BEGIN SUPPLIED DATA

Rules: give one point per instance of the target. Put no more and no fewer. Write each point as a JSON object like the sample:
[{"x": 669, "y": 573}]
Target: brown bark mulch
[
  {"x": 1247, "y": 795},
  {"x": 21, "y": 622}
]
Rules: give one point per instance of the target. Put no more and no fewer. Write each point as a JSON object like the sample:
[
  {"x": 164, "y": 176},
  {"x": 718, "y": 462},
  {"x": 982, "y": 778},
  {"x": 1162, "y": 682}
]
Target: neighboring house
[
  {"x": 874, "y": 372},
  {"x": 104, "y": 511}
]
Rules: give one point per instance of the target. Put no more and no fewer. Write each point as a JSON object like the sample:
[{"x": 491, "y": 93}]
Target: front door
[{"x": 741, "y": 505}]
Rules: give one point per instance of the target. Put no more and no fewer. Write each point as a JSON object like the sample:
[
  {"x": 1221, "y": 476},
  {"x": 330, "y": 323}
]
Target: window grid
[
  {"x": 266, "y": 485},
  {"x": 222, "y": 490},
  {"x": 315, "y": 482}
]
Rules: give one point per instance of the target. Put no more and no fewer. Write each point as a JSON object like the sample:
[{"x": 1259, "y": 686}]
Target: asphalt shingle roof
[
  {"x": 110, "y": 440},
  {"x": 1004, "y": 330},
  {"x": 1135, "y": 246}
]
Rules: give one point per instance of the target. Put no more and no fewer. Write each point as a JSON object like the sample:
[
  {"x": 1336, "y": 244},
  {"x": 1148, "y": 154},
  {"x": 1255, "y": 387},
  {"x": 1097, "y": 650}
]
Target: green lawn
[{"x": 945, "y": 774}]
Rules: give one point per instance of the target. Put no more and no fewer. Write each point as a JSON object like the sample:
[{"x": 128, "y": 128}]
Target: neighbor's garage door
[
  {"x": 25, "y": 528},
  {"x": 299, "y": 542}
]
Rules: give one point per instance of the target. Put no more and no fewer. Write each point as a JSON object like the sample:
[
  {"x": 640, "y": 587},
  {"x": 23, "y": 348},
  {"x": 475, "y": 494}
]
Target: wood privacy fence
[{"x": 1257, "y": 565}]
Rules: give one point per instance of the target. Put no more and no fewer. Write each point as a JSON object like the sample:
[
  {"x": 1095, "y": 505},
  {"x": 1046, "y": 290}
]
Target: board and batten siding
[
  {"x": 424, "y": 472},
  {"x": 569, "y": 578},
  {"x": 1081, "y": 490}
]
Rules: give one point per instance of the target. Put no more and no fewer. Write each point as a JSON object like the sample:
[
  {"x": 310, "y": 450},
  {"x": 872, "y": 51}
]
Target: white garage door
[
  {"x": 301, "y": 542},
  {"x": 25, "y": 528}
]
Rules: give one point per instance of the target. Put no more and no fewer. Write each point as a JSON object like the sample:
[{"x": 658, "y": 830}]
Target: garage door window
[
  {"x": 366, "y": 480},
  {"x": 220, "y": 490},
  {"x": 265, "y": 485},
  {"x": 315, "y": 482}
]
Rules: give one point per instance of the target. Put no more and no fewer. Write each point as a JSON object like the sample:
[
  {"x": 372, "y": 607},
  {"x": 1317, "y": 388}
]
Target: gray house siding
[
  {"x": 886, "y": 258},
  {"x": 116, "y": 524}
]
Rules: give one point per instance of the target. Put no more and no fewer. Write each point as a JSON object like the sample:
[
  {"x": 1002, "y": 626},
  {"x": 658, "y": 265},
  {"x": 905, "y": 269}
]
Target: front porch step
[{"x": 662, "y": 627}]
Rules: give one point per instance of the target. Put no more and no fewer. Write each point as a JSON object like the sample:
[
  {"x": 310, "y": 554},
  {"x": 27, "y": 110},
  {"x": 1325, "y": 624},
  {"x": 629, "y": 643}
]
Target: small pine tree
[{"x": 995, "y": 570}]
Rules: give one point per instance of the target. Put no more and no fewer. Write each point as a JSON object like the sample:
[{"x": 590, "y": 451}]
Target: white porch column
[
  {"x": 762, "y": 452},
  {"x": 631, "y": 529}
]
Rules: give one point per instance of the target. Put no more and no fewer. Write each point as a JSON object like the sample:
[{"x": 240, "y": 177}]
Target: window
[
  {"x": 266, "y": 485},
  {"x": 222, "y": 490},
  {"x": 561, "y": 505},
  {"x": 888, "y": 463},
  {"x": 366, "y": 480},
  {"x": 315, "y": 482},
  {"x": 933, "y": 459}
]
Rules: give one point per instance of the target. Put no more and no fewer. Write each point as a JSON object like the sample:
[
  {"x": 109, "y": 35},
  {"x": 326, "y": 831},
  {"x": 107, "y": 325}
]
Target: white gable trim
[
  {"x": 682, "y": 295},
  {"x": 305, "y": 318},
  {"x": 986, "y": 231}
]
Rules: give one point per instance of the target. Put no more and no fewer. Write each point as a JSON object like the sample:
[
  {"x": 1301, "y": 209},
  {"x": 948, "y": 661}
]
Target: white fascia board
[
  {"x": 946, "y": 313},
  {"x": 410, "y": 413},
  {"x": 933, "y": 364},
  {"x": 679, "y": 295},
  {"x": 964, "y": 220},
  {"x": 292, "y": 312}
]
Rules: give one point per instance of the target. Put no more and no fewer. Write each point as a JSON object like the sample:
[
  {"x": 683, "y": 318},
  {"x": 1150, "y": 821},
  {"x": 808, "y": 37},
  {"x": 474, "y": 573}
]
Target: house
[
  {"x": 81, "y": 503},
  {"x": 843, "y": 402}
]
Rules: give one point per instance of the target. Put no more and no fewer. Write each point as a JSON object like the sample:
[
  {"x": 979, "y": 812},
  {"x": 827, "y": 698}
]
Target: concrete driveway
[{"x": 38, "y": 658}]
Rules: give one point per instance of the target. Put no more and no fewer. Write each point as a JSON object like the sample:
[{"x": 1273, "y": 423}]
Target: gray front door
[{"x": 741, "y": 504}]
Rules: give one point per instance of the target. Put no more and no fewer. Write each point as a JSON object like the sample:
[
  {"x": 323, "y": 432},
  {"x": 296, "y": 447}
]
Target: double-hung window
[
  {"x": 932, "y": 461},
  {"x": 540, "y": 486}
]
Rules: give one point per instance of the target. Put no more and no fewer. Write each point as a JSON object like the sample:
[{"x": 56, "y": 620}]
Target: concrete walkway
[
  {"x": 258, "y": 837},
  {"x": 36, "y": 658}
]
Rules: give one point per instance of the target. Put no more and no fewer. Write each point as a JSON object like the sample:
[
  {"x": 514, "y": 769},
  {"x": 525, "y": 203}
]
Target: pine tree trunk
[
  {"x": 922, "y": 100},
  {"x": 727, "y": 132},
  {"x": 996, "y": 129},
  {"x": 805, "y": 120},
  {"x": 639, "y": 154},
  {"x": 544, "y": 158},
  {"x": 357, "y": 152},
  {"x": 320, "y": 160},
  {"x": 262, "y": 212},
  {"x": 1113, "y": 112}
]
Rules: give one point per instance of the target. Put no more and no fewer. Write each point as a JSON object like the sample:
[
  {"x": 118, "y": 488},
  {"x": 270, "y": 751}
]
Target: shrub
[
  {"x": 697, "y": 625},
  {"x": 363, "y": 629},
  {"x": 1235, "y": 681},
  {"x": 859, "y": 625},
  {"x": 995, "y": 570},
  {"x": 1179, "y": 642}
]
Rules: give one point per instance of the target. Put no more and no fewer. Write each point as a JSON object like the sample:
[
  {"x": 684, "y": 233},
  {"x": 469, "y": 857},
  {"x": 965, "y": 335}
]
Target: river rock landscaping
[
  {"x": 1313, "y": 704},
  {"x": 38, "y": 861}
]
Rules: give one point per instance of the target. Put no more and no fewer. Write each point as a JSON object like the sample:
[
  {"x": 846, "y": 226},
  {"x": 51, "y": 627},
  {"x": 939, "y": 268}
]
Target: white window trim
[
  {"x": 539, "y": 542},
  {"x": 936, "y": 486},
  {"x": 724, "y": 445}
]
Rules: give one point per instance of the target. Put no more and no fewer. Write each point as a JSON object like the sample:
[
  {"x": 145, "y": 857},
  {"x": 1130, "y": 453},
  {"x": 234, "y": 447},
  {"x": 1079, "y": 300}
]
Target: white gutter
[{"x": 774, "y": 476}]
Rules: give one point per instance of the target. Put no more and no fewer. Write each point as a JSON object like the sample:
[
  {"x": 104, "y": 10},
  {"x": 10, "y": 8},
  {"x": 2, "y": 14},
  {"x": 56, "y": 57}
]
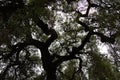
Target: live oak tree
[{"x": 59, "y": 37}]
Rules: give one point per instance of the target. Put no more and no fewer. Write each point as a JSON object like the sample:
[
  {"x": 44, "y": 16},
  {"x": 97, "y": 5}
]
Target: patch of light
[{"x": 103, "y": 48}]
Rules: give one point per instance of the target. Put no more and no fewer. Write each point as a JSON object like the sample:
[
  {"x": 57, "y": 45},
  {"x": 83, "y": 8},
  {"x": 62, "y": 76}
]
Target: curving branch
[{"x": 46, "y": 30}]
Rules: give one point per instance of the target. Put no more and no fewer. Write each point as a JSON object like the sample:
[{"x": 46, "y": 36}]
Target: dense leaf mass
[{"x": 59, "y": 39}]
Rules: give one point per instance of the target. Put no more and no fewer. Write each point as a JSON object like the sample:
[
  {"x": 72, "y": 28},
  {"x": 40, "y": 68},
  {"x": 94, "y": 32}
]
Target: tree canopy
[{"x": 59, "y": 39}]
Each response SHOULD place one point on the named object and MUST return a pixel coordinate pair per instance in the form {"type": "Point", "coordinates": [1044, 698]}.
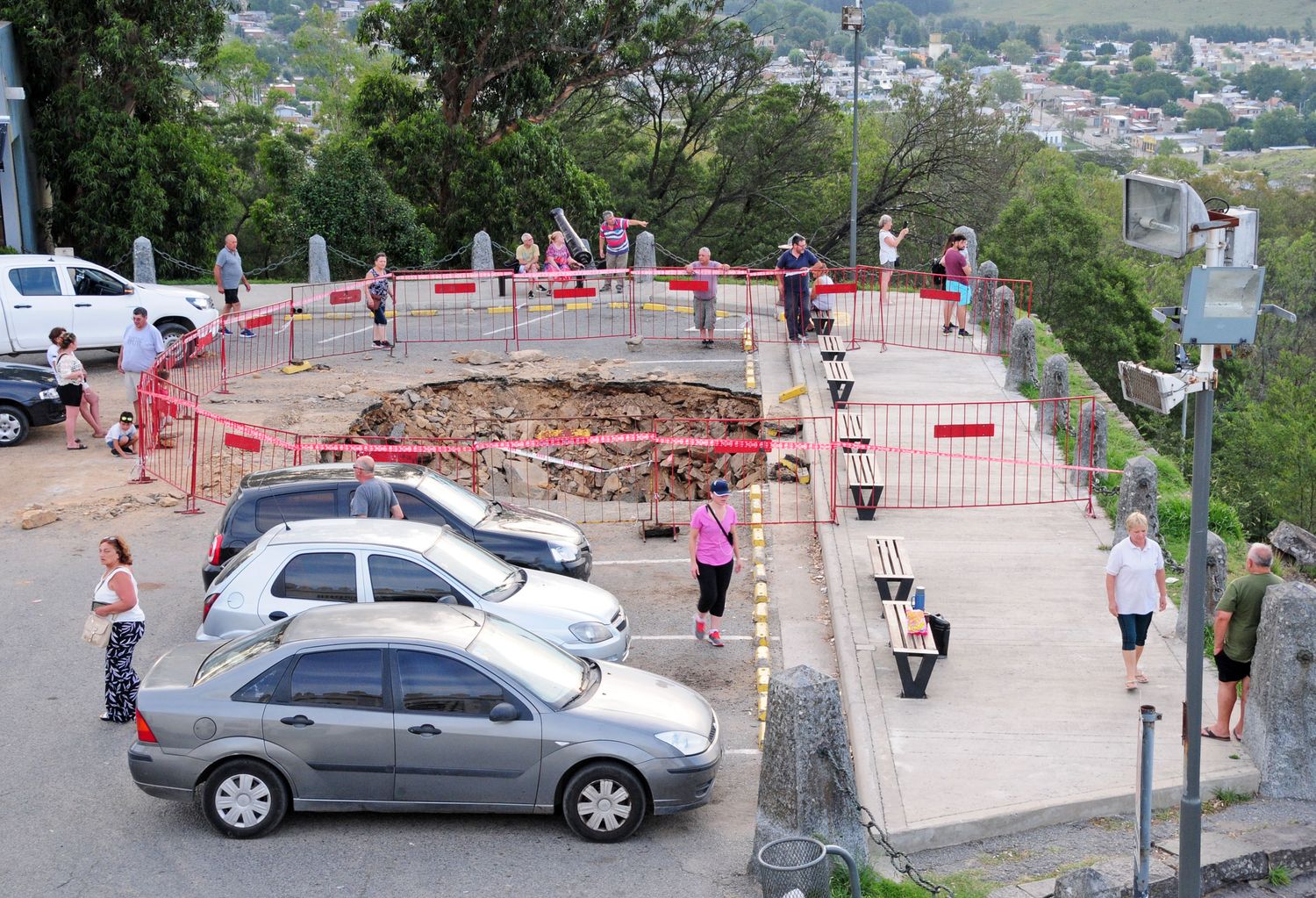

END SUPPLIED DATA

**ASSIGNED TASK:** Repeat, exactly and only, the lines from the one containing "Target: curving branch" through the final line of the data, both ends included, leaving out any picture.

**OUTPUT:**
Target: curving branch
[{"x": 46, "y": 30}]
Rules: give one point per instance of the target. Put no more and no fewer. Write each point as a JSON object like the sample:
[{"x": 46, "y": 36}]
Target: dense leaf mass
[{"x": 59, "y": 39}]
Rules: give one point per instance of the target. Put no more and no fewer. Write each point as a JSON object like the sample:
[
  {"x": 72, "y": 28},
  {"x": 40, "y": 68},
  {"x": 94, "y": 32}
]
Target: tree canopy
[{"x": 59, "y": 39}]
Each response SHOULD place one point on the named object and MUST return a pixel coordinate pair per instance in the form {"type": "Point", "coordinates": [1044, 698]}.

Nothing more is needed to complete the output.